Directions for this task :: Return each line below exactly as it reads, and omit any image in it.

Given data ::
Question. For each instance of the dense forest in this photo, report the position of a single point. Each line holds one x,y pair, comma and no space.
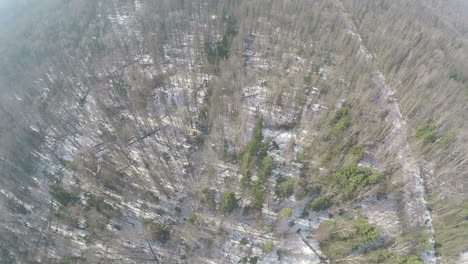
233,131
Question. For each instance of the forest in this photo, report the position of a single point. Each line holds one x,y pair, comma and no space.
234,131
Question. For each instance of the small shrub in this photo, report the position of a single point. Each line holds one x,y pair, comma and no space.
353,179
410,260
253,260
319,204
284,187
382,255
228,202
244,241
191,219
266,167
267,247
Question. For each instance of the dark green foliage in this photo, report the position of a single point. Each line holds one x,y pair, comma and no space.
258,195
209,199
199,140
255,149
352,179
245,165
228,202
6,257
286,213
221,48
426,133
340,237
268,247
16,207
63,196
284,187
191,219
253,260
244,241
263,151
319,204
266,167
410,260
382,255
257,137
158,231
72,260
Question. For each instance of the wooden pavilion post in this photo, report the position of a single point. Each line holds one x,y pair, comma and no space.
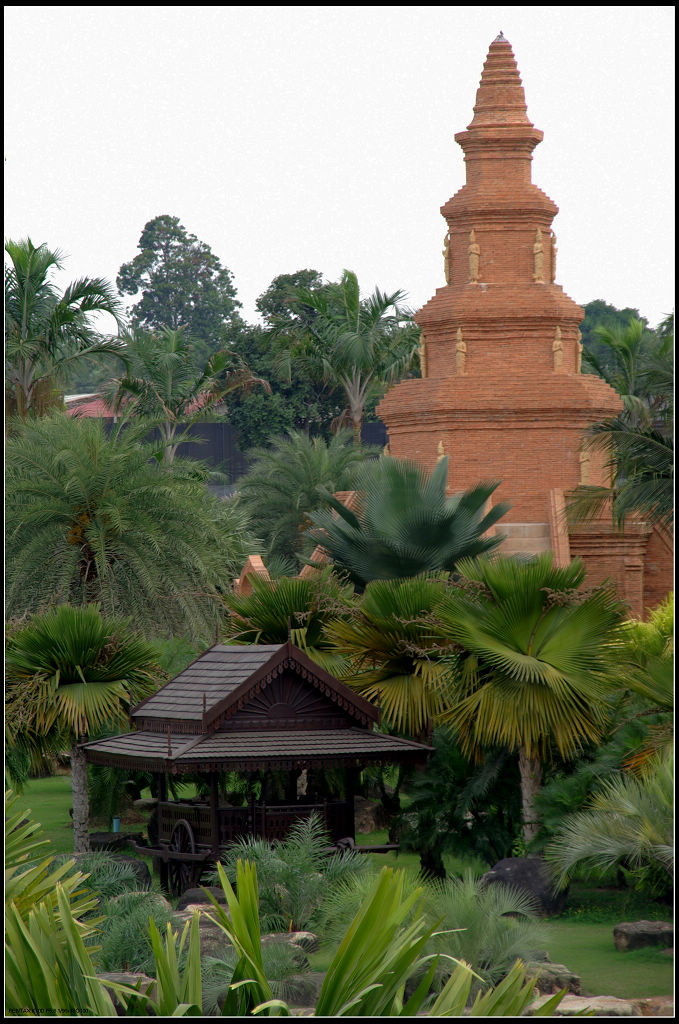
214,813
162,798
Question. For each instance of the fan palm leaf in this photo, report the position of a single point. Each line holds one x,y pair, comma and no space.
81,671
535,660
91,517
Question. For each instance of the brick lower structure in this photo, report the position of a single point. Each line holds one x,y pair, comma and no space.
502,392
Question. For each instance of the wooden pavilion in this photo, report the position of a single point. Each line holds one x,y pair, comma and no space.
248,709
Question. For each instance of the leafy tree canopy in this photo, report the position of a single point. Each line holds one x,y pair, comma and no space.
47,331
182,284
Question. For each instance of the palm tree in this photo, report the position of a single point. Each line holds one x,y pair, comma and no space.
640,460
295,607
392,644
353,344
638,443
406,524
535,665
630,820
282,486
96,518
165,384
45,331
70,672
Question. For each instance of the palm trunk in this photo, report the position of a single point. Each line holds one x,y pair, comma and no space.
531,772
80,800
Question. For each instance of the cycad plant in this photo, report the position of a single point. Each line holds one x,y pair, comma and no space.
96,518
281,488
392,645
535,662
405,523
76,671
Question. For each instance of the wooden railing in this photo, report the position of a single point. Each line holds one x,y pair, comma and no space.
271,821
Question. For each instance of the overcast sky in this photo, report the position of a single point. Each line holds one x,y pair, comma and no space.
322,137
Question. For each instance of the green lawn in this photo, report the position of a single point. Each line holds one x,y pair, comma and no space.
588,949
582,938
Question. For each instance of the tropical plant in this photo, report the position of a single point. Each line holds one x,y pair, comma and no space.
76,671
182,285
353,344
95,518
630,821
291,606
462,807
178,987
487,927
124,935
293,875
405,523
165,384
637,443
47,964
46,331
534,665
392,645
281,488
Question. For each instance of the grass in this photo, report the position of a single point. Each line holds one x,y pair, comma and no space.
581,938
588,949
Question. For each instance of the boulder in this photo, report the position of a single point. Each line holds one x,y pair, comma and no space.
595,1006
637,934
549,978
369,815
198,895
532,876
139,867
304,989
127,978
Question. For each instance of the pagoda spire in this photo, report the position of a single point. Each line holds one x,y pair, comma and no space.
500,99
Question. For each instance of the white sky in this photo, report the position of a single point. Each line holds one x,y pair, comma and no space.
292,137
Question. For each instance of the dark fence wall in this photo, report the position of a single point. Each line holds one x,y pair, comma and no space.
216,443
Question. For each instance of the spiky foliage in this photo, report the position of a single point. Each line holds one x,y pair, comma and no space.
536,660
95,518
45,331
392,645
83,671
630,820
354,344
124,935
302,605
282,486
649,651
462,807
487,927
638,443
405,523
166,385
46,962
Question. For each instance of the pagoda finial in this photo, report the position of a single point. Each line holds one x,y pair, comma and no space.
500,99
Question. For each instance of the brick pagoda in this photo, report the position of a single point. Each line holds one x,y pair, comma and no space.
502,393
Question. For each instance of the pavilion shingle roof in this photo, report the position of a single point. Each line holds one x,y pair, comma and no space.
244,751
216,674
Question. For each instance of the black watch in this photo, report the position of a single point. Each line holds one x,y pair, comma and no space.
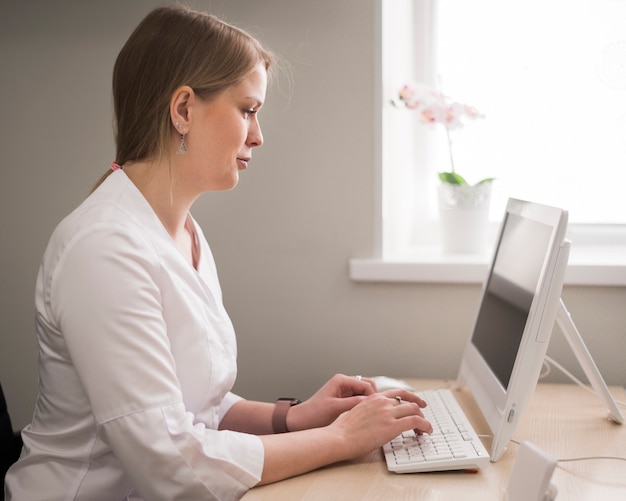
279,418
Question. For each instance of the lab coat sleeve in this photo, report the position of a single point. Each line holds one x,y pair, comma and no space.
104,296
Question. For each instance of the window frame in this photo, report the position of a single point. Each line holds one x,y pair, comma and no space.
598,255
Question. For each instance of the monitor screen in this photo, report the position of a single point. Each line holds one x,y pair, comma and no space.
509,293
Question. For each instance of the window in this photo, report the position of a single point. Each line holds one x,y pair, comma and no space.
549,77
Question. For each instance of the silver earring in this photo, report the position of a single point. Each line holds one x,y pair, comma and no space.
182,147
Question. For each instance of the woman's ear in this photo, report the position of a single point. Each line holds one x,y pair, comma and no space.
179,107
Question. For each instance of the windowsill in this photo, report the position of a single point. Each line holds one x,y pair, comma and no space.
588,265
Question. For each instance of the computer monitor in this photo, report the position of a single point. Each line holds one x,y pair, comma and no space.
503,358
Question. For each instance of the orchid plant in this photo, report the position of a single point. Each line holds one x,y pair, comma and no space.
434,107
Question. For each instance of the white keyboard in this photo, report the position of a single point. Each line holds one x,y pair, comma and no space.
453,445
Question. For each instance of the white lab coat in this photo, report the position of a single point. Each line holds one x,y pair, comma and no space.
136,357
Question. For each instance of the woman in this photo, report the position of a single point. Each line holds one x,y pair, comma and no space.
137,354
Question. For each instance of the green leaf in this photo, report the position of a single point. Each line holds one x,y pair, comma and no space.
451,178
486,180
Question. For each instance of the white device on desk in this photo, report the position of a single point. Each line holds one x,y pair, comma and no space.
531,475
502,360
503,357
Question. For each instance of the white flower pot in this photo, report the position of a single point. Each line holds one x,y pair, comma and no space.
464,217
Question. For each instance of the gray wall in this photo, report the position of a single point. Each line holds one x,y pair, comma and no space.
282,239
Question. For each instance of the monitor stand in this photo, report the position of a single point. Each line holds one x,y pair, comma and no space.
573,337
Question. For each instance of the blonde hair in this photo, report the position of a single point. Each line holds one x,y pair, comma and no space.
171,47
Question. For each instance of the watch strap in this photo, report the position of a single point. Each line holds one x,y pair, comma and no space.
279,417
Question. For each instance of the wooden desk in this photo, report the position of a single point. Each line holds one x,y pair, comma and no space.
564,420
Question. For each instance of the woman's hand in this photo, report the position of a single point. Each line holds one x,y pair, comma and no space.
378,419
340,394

Response below ::
Question. For each instance of the dense forest in this photo, report the position of a single point. Each line holds one x,y pair, comma and no space.
233,131
Question. For each instance of the forest in this photo, report the position of a single point. Each line holds one x,y pair, comma and no space.
234,131
Question. For each instance of the small shrub in this photo, report the position of a single point. Each line holds one x,y pair, comma and no space.
353,179
410,260
253,260
319,204
284,187
382,255
228,202
244,241
191,219
266,167
267,247
Question. For each instance of the dark green foliage in this photo, report the position of a single point. Each line holds one x,y pair, comma and no space.
258,195
209,199
199,140
255,149
352,179
245,165
228,202
6,257
286,213
221,48
426,133
340,237
268,247
16,207
63,196
284,187
191,219
253,260
244,241
263,151
319,204
266,167
410,260
382,255
257,137
158,231
72,260
Question. For each instance of the wooden pavilion post in this photo, report the position of a single point. Each line holds one x,y pair, comma and no space.
214,813
162,798
Question. For each instance of the fan palm leaf in this photo, report the position of a single point. Each line holds one x,y pair, comma and no space.
81,671
535,660
91,517
Question. For each instance of the brick lower structure in this photo, report the position of a single point. Each line holds one x,y pair, comma and no space.
502,392
Question. For each instance of the wooden pavilion in this photo, report the position of a single point. Each line holds one x,y pair, comma and no space.
248,709
Question. For each instance of the leafy tree canopy in this photo, report the position of a single point. Each line holds one x,y pair, comma and no space.
47,331
182,284
Question. For each instance of the palm tree in this photo, report the position of a single point. Each line holds one x,y pair, comma and no space.
640,460
295,607
392,644
353,344
638,443
406,524
535,665
630,820
282,486
96,518
165,384
45,331
70,672
Question. For each instance of the palm trunk in this photo, report the position of a single point. Each line holds one x,y pair, comma and no space.
531,772
80,800
Question. For each instance of the cycad plant in this photo, report the position of a single point. Each line holds one x,y pair, comma and no space.
96,518
281,488
392,645
535,662
405,523
76,671
Question. For each instance of the wooden railing in this photo, report the position of a single point. Each line holds one x,y pair, comma and no space.
271,821
Question. For each instance of the overcast sky in this photo, report the position of a single point. Each line holds one x,y pair, comma and no space.
322,137
Question. For each instance of the green lawn in this photo, report the position of a single point. Each line holds one x,y pair, comma and no space.
588,949
582,938
Question. For each instance of the tropical plant in this photo, report the position of a single point. Each line holds one x,y pair, comma and no space.
76,671
182,285
353,344
95,518
630,821
291,606
462,807
178,987
487,927
124,935
293,875
405,523
165,384
637,443
47,964
46,331
534,665
392,645
281,488
Question. For each instance of the grass in this photo, report the position of a single point. Each line holds one x,y pair, comma and no space.
581,938
588,949
Question. For each instance of the boulder in this photo, report the position of a single point. Each line holds one x,y pair, comma and no space.
595,1006
637,934
549,978
369,815
198,895
532,876
139,867
304,989
127,978
Question. For each instance of the pagoda spire in this photo, report the position of a single point. Each line holds one x,y pair, comma and no space.
500,99
Question. For each instance of the white sky in this photo, report the position of a single point. Each line holds one x,y pair, comma and no space.
292,137
Question. For each instance of the dark fence wall in this photo, report the position of a single point. Each line holds one x,y pair, comma and no space.
216,443
Question. For each instance of the spiky foliage in this photo, report the position of a single point. Each line holds one x,y pair, comma and no space.
536,660
95,518
45,331
392,645
83,671
630,820
354,344
124,935
302,605
282,486
649,651
462,807
487,927
638,443
405,523
166,385
46,962
Question. For each instance of the pagoda finial in this photo, report the position of a single point. Each line holds one x,y pair, comma and no space.
500,99
Question. For each instance of the brick pagoda in this photo, report the position of a single point. Each line holds one x,y pair, comma and no space.
502,393
Question. For each instance of the pavilion shingle roof in this photo, report the position of a single point. Each line holds one x,y pair, comma and no space.
244,751
216,674
Question. For each instance of the black watch in this photo, report the position of a single point. Each line holds one x,y pair, comma and no space.
279,418
Question. For each instance of the lab coat sleeve in this photo, report the position of a single point. Each line holds one x,y pair, comma and no space.
104,296
Question. For each instance of the window frame in this photo, report the position of a single point. Each line holds one x,y pair, comma and no space.
598,255
Question. For each instance of the monitor screen in this photo, report the position of a single point. Each line holds one x,y pair, comma and no space.
509,293
Question. For each instance of the window in this photo, report the position of a single point. Each line holds one x,y pair, comma and no space.
549,77
Question. For each instance of the silver earring in this photo, report the position of a single point. Each line holds one x,y pair, comma and no space.
182,147
Question. For each instance of the woman's ear in this photo, report the position of a single point. Each line holds one x,y pair, comma and no space.
179,107
Question. For each instance of the windowsill in this photo, report the position of a single point. Each line holds one x,y pair, comma and no space.
588,265
Question. For each instance of the computer monitor in this photo, report the position of a single point. Each line holds one x,y pair, comma and no space.
503,358
Question. For each instance of the orchid plant in this photo, report the position of a single point. Each line holds one x,y pair, comma and no space.
434,107
Question. For each instance of the white keyboard in this photo, report the position of a single point. Each line holds one x,y pair, comma and no space.
453,445
Question. For each instance of the white lab coat in this photo, report the position of a single point. Each line holds one x,y pair, comma and no space.
136,357
Question. For each instance of the woman in this photo, report the position of a single point. Each line holds one x,y pair, comma and no space.
137,354
Question. For each instance of the green leaf in this photo, report the position of a single point. Each line holds one x,y pair, comma and no space.
451,178
486,180
Question. For each instance of the white device on desk in this photo, report the position of a single point. Each line holds one x,y pair, comma and no space.
531,475
502,360
503,357
Question. For each instance of the white flower pot in this photo, report the position of a single point. Each line holds one x,y pair, comma and no space.
464,217
Question. For each instance of the gray wall in this photo, report the position of a single point. Each line holds one x,y pair, comma and no space.
282,239
Question. For each instance of the monitor stand in this photo, report the position of a single point. Each line holds one x,y pair, comma and no space.
573,337
Question. For each instance of the blonde hair in this photo, report the position of a single point. Each line holds one x,y pair, comma and no space.
171,47
Question. For each instance of the watch strap in this photo, report the position of a single point. Each line holds one x,y pair, comma and no space.
279,417
Question. For each instance of the wooden desk in this photo, report the position of a single point. Each line holds one x,y pair, comma and no space.
564,420
Question. For each instance of the woman's hand in this photo, report the position of a single point. Each line holds one x,y pair, comma and no space.
378,419
340,394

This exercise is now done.